▸ **Фрагмент источника**:
:::::
Начальник войск «внутренней стражи» (то есть конвойных и охраны) генерал Капцевич, старый гатчинец, воспитанник Аракчеева, 8 января 1833 года докладывал министру внутренних дел московскому генерал губернатору о «пререканиях и затейливости» доктора Гааза, который, «утрируя свою филантропию, затрудняет только начальство перепискою и, уклоняясь от своей обязанности напротив службы, соблазняет преступников, целуется с ними. Мое мнение: удалить доктора от сей обязанности».

Он требовал удалить Гааза из Комитета попечительства тюрем, отстранить его от руководства тюремными больницами и запретить ему «самовольно вмешиваться в распоряжений начальства пересыльных тюрем и конвойных офицеров».

Были и еще такие же рапорты и донесения. Капцевич снова и снова уверял власти, что Гааз «возбуждает арестантов безрассудно утрированной филантропией».
:::::
▸ **Предоставленные данные**:
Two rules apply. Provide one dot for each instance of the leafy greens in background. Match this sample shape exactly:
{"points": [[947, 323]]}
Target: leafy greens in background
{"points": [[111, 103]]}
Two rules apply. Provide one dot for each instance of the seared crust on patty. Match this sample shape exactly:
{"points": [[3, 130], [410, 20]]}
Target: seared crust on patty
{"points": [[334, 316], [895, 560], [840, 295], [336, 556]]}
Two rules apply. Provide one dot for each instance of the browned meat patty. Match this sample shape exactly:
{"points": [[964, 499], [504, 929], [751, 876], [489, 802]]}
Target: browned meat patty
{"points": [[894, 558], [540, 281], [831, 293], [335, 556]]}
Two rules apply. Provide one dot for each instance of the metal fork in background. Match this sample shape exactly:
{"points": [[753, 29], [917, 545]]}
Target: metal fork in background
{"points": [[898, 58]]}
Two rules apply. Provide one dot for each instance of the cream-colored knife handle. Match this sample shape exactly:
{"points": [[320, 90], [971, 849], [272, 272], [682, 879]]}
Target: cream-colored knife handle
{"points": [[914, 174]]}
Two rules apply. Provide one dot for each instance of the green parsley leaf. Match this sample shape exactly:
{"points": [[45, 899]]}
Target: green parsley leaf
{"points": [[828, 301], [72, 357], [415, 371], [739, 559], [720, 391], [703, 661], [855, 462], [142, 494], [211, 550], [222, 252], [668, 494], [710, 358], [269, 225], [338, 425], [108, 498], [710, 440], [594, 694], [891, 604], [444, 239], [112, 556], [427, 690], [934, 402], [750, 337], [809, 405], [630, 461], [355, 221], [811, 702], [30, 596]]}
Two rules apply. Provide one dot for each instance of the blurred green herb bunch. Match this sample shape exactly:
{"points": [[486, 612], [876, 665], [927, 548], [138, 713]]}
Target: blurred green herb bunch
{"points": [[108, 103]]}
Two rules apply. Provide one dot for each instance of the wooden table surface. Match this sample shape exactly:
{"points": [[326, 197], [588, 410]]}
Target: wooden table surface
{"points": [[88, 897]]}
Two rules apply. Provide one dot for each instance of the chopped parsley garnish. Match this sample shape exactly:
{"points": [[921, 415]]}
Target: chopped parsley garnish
:::::
▸ **Задание**: Пожалуйста, допишите продолжение текста о докторе Гаазе, начиная сразу после его последнего предложения. Данные — самостоятельный материал, отдельный от текста о докторе Гаазе.

▸ **Письменный ответ**:
Это обвинение звучало весьма нешуточно. В те годы московские тюрьмы переполняли тысячи заключенных. Через пересыльные тюрьмы на Воробьевых горах и на Волхонке проходили все осужденные на ссылку и каторгу, отправляемые в Сибирь из городов северной, западной и средней России. Арестанты с юга или юго-запада направлялись в Самару и Саратов. За год в среднем через Москву проходило 4300–4500 ссыльнокаторжных и примерно столько же «бродяг», которых вели «не в роде арестанта», но тем не менее в кандалах к месту жительства. Именно вели. Перевозить ссыльных поездами и пароходами начали только в шестидесятые годы.

Герцен писал, вспоминая о своем друге и однодельце Соколовском: «Если бы доктор Гааз не прислал бы Соколовскому связку своего белья, он зарос бы в грязи».

Послушаем Герцена еще: «Доктор Гааз был преоригинальный чудак. Память об этом юродивом и поврежденном не должна заглохнуть в лебеде официальных некрологов, описывающих добродетели первых двух классов, обнаруживающиеся не прежде гниения тела…»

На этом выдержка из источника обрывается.